» Challenge
Write out all the lines below again in full, leaving out the pictures. Increase each x and y value in the answer coordinates by 64, and leave every other number unchanged, including those in the format samples.

» Records provided
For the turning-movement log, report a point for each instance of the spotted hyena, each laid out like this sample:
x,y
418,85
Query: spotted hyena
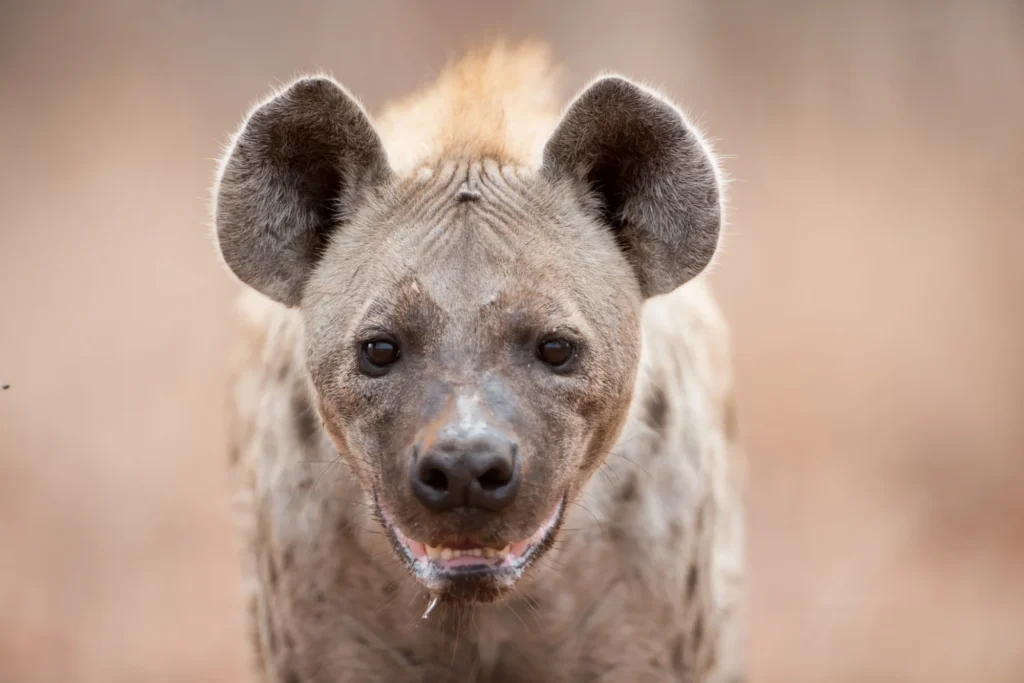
x,y
483,424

» Answer for this exercise
For the turning-movement log, report a point for each instance of the spotted hyena, each laid out like this sample:
x,y
418,85
Query: spotted hyena
x,y
547,488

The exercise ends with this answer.